## Records
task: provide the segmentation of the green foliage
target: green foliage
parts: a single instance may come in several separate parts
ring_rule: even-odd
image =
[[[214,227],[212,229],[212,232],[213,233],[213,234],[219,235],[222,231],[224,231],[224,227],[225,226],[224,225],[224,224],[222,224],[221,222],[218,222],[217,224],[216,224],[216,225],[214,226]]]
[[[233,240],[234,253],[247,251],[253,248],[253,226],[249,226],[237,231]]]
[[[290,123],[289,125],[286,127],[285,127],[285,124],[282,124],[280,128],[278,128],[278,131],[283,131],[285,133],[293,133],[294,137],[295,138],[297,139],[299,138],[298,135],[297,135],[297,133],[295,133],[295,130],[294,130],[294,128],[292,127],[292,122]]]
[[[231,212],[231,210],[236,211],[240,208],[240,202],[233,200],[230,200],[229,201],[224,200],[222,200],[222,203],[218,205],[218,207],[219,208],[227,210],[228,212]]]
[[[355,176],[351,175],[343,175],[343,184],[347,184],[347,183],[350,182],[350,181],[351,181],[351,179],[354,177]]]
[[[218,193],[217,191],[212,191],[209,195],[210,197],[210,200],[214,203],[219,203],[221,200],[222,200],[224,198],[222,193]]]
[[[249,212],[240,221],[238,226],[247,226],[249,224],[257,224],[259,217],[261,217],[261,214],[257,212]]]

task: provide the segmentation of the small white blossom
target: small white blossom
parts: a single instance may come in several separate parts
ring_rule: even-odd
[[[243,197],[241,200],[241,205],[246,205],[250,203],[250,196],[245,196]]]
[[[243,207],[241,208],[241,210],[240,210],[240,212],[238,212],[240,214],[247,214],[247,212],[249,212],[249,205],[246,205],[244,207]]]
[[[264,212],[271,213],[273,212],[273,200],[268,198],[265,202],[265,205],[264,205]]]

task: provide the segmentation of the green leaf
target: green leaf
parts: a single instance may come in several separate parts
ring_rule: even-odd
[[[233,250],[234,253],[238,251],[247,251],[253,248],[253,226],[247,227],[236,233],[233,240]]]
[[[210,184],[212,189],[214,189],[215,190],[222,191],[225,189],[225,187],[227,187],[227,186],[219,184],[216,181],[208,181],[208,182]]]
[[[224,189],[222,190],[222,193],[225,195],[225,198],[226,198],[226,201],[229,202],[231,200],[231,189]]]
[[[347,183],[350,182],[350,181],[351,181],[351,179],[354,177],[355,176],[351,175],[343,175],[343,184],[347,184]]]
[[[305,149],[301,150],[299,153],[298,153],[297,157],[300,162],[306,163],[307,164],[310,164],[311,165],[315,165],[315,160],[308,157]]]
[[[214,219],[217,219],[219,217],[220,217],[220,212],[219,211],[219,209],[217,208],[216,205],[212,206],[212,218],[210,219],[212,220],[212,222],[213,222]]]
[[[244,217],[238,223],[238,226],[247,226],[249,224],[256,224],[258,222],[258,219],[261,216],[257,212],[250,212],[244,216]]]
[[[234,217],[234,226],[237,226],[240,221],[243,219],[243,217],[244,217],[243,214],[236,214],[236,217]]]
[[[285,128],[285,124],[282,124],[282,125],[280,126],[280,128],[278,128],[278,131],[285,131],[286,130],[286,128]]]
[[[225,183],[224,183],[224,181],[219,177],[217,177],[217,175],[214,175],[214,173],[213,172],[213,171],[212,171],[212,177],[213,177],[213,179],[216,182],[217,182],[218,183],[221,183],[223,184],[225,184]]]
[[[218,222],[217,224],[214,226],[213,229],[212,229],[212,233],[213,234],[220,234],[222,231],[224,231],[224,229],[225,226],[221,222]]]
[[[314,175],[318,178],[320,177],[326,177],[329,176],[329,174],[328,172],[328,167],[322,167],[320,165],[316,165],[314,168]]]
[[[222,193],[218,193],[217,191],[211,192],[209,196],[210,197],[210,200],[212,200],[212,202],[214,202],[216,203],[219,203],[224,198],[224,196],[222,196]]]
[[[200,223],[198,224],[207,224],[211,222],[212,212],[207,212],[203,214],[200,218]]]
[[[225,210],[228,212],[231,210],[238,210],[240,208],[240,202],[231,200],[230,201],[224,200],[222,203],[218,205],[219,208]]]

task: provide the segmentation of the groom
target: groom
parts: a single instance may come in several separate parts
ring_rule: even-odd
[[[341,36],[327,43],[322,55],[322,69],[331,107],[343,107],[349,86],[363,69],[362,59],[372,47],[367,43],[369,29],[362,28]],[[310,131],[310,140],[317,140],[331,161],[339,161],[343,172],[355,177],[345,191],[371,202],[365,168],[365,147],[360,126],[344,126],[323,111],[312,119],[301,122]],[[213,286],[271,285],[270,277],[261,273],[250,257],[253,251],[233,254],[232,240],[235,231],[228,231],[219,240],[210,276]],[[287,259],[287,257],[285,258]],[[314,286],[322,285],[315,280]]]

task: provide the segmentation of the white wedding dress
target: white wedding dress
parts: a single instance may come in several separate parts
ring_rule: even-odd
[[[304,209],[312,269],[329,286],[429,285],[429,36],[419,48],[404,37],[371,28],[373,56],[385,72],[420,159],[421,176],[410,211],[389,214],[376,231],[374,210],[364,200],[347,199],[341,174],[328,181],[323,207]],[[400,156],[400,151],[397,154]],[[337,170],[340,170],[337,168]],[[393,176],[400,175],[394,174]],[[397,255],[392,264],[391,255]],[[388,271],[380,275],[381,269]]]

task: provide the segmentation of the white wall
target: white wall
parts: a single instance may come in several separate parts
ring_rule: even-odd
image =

## Short problem
Print every line above as a numbered list, leaving out the blank ones.

## Response
1. task: provide the segmentation of the green foliage
2. target: green foliage
3. parts: a single instance may come in several separate parts
4. ring_rule: even-odd
5. image =
6. [[[214,227],[212,229],[212,232],[213,233],[213,234],[219,235],[222,231],[224,231],[224,227],[225,226],[224,225],[224,224],[222,224],[221,222],[218,222],[217,224],[216,224],[216,225],[214,226]]]
7. [[[233,240],[234,253],[247,251],[253,248],[253,226],[249,226],[237,231]]]
8. [[[290,123],[289,125],[286,127],[285,127],[285,124],[282,124],[280,128],[278,128],[278,131],[283,131],[285,133],[293,133],[294,137],[295,138],[297,139],[299,138],[298,135],[297,135],[297,133],[295,133],[295,130],[294,130],[294,128],[292,127],[292,122]]]
9. [[[231,212],[231,210],[236,211],[240,208],[240,202],[233,200],[230,200],[229,201],[224,200],[222,200],[222,203],[218,205],[218,207],[219,208],[227,210],[228,212]]]
10. [[[355,176],[351,175],[343,175],[343,184],[347,184],[347,183],[350,182],[350,181],[351,181],[351,179],[354,177]]]
11. [[[218,193],[217,191],[212,191],[209,195],[210,197],[210,200],[214,203],[219,203],[221,200],[222,200],[224,198],[222,193]]]
12. [[[249,212],[240,221],[238,226],[247,226],[249,224],[257,224],[259,217],[261,217],[261,214],[257,212]]]
13. task: provide the segmentation of the small white blossom
14. target: small white blossom
15. parts: a single instance may come in several separate parts
16. ring_rule: even-odd
17. [[[243,197],[241,200],[241,205],[246,205],[250,203],[250,196],[245,196]]]
18. [[[243,207],[241,208],[241,210],[240,210],[240,212],[238,212],[240,214],[247,214],[247,212],[249,212],[249,205],[246,205],[244,207]]]
19. [[[264,212],[271,213],[273,212],[273,200],[268,198],[265,202],[265,205],[264,205]]]
20. task: provide the segmentation of the green leaf
21. target: green leaf
22. parts: a single instance may come in several separate parts
23. ring_rule: even-odd
24. [[[233,250],[234,253],[238,251],[247,251],[253,248],[253,226],[247,227],[236,233],[233,240]]]
25. [[[210,184],[212,189],[214,189],[215,190],[222,191],[225,189],[225,187],[227,187],[227,186],[219,184],[216,181],[208,181],[208,182]]]
26. [[[224,189],[222,190],[222,193],[225,195],[225,198],[226,198],[226,201],[229,202],[231,200],[231,189]]]
27. [[[347,183],[350,182],[350,181],[351,181],[351,179],[354,177],[355,176],[351,175],[343,175],[343,184],[347,184]]]
28. [[[305,149],[301,150],[299,153],[298,153],[297,157],[300,162],[306,163],[307,164],[310,164],[311,165],[315,165],[315,160],[308,157]]]
29. [[[214,219],[217,219],[219,217],[220,217],[220,212],[219,211],[219,209],[217,208],[216,205],[212,206],[212,218],[210,219],[212,220],[212,222],[213,222]]]
30. [[[244,217],[238,223],[238,226],[247,226],[249,224],[256,224],[258,222],[258,219],[261,216],[257,212],[250,212],[244,216]]]
31. [[[234,217],[234,226],[237,226],[240,221],[243,219],[243,217],[244,217],[243,214],[236,214],[236,217]]]
32. [[[285,128],[285,124],[282,124],[282,125],[280,126],[280,128],[278,128],[278,131],[285,131],[286,130],[286,128]]]
33. [[[225,183],[224,183],[224,181],[219,177],[217,177],[217,175],[214,175],[214,173],[213,172],[213,171],[212,171],[212,177],[213,177],[213,179],[216,182],[217,182],[218,183],[221,183],[223,184],[225,184]]]
34. [[[218,222],[217,224],[214,226],[213,229],[212,229],[212,233],[213,234],[220,234],[222,231],[224,231],[224,229],[225,226],[221,222]]]
35. [[[314,175],[318,178],[320,177],[326,177],[329,176],[329,174],[328,172],[328,167],[322,167],[320,165],[316,165],[314,168]]]
36. [[[222,193],[218,193],[217,191],[211,192],[209,196],[210,197],[210,200],[212,200],[212,202],[214,202],[216,203],[219,203],[224,198],[224,196],[222,196]]]
37. [[[200,223],[198,224],[207,224],[211,222],[212,212],[207,212],[203,214],[200,218]]]
38. [[[225,210],[228,212],[231,210],[238,210],[240,208],[240,202],[231,200],[230,201],[224,200],[222,203],[218,205],[219,208]]]
39. task: provide the segmentation of the groom
40. target: groom
41. parts: a single instance may come in several separate parts
42. ring_rule: even-odd
43. [[[341,36],[327,43],[322,55],[322,69],[331,107],[343,107],[349,86],[363,69],[362,59],[372,47],[367,43],[369,29],[362,28]],[[310,131],[310,140],[317,140],[331,161],[339,161],[343,172],[355,177],[345,191],[371,202],[365,168],[365,147],[360,126],[344,126],[323,111],[312,119],[301,122]],[[213,286],[271,285],[270,277],[261,273],[250,257],[253,251],[233,254],[232,240],[235,231],[228,231],[219,240],[210,276]],[[287,259],[287,257],[285,258]],[[314,286],[322,285],[315,280]]]
44. task: provide the segmentation of the white wedding dress
45. target: white wedding dress
46. parts: a single instance may come in several separate parts
47. ring_rule: even-odd
48. [[[304,209],[312,269],[329,286],[429,285],[429,36],[419,48],[404,37],[371,28],[373,56],[385,72],[420,159],[421,176],[410,211],[389,214],[376,231],[374,210],[364,200],[347,199],[341,174],[328,181],[323,207]],[[400,156],[400,151],[397,154]],[[337,170],[340,170],[337,168]],[[393,176],[400,175],[394,174]],[[397,255],[392,264],[391,255]],[[388,271],[380,275],[381,269]]]
49. task: provide the segmentation of the white wall
50. target: white wall
51. parts: a single instance may come in several separate parts
52. ring_rule: even-odd
53. image =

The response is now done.